Provided data -
★ ★ ★ ★
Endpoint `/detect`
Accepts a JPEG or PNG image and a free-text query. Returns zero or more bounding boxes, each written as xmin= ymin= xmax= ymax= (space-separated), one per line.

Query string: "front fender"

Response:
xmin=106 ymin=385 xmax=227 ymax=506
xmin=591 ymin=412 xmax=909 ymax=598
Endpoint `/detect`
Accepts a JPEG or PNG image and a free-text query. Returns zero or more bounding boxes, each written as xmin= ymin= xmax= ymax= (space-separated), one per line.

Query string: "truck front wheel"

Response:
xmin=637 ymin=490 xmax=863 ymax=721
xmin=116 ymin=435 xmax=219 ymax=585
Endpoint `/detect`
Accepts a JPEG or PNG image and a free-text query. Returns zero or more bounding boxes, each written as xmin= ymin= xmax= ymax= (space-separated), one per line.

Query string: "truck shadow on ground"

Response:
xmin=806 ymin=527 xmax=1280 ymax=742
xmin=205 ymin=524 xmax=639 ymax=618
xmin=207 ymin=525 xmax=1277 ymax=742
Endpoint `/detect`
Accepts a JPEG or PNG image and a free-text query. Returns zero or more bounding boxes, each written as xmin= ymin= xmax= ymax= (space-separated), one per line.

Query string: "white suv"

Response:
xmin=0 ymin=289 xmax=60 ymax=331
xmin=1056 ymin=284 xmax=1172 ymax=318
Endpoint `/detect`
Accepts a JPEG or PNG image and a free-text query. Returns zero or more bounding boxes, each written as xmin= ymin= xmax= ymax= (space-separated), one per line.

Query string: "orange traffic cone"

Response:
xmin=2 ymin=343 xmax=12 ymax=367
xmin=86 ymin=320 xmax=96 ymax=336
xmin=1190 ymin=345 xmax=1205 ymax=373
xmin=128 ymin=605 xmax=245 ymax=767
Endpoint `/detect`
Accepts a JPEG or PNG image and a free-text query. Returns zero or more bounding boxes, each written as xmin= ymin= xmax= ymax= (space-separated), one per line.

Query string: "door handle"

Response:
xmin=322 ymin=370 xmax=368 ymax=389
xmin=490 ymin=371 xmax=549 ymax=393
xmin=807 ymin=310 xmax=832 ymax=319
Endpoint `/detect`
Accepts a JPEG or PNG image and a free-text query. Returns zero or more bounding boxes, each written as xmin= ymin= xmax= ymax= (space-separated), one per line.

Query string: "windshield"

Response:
★ ★ ★ ★
Description of the task - Write out the entire listing so that each line matches the original exactly.

Result of the task -
Endpoint `/detect`
Accepts a JPEG or PNG image and a free-text query. Returns zero or more bounding boxes, each written as xmin= ymin= xmax= ymax= (space-separated), one per line.

Query string: "front fender"

Response:
xmin=106 ymin=385 xmax=227 ymax=506
xmin=591 ymin=412 xmax=909 ymax=598
Endpoint `/detect`
Accepts a JPEG or PNG image and a free-text query. Returns zero or more bounding boxes, each written as xmin= ymin= xmax= ymax= (space-separated), one per line.

Query string: "truck front wheel"

Response:
xmin=637 ymin=490 xmax=863 ymax=721
xmin=116 ymin=435 xmax=219 ymax=585
Endpoint `/detect`
Accepts a JPEG or PNG image and a free-text query. Returns zero or more bounding boxes, each written as xmin= ymin= xmax= ymax= (space-separated), one per line.

Query string: "truck shadow on ground"

Response:
xmin=806 ymin=527 xmax=1280 ymax=742
xmin=205 ymin=524 xmax=639 ymax=618
xmin=207 ymin=525 xmax=1277 ymax=742
Endpoint `/detect`
Accepts a JPEG or PNG image and a free-text query. Returns zero or more bounding boxes, each written as xmin= ymin= xmax= ymax= (space-separated), one per line.

Query string: "white suv"

Response:
xmin=0 ymin=289 xmax=60 ymax=331
xmin=1056 ymin=284 xmax=1172 ymax=318
Endpoint `/detect`
Accepts a JPEG or PNG image and a free-text query. Returns zero or more bounding boxes, each written as xmin= ymin= xmax= ymax= (space-separated), one per line.

Query string: "orange traffic cone"

Response:
xmin=2 ymin=343 xmax=12 ymax=367
xmin=86 ymin=320 xmax=96 ymax=336
xmin=1190 ymin=345 xmax=1205 ymax=373
xmin=128 ymin=605 xmax=245 ymax=767
Endpoint `/detect`
Accepts a JPEG or PNG image and a free-text query. Returns zero or more bounding boxes, each written as xmin= ymin= xmax= ymax= (space-separated), one per line.

Query string: "door handle"

Response:
xmin=322 ymin=370 xmax=368 ymax=389
xmin=490 ymin=371 xmax=549 ymax=393
xmin=807 ymin=310 xmax=832 ymax=319
Endpoint `/detect`
Accepts a JPEG or PNG image and a free-text query. Returns zero or more bounding boxes, each written as xmin= ymin= xmax= ymax= (space-separated), one per line.

Query string: "windshield"

Response:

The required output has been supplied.